--- start of PAGE EXTRACT ---

In 1848, the leaders of the Jewish community in Izmir, Turkey faced the complex challenge of adapting to modern times. The Tanzimat reforms that had begun in 1839 had, on the one hand, stripped the community of its enforcement powers. It could no longer compel people to follow communal rules. On the other hand, the failed tax reforms had caused great difficulties in funding the community’s services, requiring a tax increase. How could the community raise much-needed funds from angry members?

To add to this challenge, Christian missionaries were using the anti-establishment sentiments to convert Jews. They held services on Saturday in which the sermons regularly denounced the rabbis and leaders of the community. They handed out missionary literature and paid Jews to attend. They also assisted Jews in suing communal leadership to free themselves of the tax burden. The newfound autonomy combined with outside opportunists posed a serious danger to the community.

--- end of PAGE EXTRACT ---

**INSTRUCTIONS:**
(1) In the Izmir passage, what year did the Tanzimat reforms begin?
(2) Revise the Izmir passage between "In 1848, the" and "from angry members?", inclusive, putting "force" in place of "compel".

--- start of RECORDS SUPPLIED ---

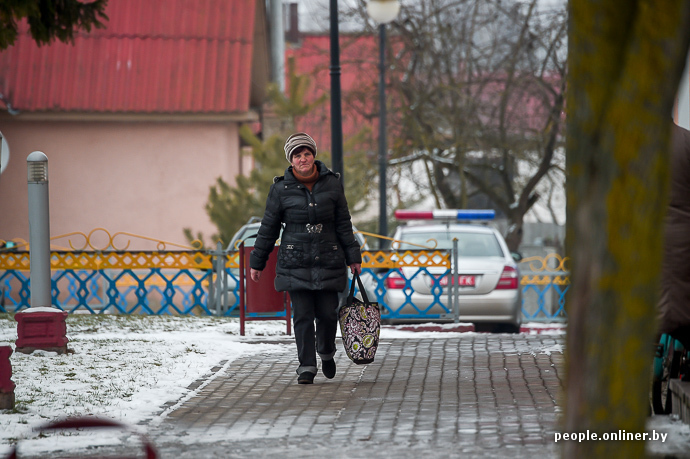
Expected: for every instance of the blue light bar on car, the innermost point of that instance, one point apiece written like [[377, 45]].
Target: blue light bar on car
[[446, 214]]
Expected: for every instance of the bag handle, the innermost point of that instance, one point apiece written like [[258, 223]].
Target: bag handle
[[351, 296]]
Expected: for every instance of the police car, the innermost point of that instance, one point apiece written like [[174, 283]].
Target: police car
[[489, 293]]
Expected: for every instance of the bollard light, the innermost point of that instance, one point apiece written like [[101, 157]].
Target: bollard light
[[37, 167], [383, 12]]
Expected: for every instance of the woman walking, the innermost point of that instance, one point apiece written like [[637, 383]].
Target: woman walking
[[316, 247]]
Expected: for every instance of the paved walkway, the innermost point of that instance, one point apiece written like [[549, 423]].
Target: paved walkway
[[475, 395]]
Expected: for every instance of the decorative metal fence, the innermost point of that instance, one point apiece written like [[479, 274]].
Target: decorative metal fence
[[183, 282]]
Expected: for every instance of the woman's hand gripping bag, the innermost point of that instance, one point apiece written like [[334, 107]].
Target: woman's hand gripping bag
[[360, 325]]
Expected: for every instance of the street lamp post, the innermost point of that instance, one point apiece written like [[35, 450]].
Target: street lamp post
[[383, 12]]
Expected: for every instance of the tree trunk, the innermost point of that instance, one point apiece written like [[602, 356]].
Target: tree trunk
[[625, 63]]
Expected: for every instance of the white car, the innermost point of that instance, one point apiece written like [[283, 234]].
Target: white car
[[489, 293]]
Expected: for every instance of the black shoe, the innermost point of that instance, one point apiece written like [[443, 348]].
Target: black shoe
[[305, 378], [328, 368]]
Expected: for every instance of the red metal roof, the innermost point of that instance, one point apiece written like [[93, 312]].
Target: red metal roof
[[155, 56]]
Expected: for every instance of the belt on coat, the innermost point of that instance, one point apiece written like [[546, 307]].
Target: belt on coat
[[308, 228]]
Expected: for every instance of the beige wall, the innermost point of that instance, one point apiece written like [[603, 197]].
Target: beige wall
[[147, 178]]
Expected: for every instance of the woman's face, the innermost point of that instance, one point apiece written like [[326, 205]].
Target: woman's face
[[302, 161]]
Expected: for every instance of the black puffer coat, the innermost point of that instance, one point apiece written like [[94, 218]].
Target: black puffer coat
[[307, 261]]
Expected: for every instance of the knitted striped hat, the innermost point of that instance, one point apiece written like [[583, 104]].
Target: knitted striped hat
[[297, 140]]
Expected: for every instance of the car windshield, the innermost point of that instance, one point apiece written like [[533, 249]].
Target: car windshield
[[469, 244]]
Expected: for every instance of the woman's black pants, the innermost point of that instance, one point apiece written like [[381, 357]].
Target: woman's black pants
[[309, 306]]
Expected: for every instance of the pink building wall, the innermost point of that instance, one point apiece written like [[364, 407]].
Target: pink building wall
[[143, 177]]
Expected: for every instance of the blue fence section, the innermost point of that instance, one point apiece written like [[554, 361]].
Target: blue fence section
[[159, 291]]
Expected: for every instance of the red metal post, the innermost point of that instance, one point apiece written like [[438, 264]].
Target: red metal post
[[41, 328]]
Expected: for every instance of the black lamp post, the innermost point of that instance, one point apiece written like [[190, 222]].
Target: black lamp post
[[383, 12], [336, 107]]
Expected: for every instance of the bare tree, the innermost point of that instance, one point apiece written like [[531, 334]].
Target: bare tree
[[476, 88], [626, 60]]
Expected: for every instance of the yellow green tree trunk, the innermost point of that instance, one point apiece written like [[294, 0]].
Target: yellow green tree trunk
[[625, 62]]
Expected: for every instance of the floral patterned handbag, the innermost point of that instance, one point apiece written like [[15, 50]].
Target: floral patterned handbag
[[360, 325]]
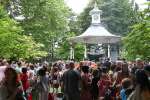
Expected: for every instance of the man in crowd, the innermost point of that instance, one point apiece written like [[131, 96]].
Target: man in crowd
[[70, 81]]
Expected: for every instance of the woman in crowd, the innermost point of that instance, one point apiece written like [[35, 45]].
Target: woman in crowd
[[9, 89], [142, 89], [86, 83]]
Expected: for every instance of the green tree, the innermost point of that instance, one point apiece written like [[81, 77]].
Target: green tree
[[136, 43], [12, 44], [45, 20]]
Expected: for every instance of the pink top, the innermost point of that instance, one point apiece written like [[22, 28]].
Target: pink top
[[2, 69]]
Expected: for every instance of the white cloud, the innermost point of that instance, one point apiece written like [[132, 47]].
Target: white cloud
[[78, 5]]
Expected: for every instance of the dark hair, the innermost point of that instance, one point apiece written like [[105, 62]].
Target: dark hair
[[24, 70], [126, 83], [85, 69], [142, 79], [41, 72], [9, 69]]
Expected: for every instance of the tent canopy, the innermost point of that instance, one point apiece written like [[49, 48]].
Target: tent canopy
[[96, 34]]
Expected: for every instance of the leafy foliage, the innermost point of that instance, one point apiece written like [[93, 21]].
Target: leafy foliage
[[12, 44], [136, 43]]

--- end of RECORDS SUPPLIED ---

**WRITTEN RESPONSES:**
(1) 1839

(2)
In 1848, the leaders of the Jewish community in Izmir, Turkey faced the complex challenge of adapting to modern times. The Tanzimat reforms that had begun in 1839 had, on the one hand, stripped the community of its enforcement powers. It could no longer force people to follow communal rules. On the other hand, the failed tax reforms had caused great difficulties in funding the community’s services, requiring a tax increase. How could the community raise much-needed funds from angry members?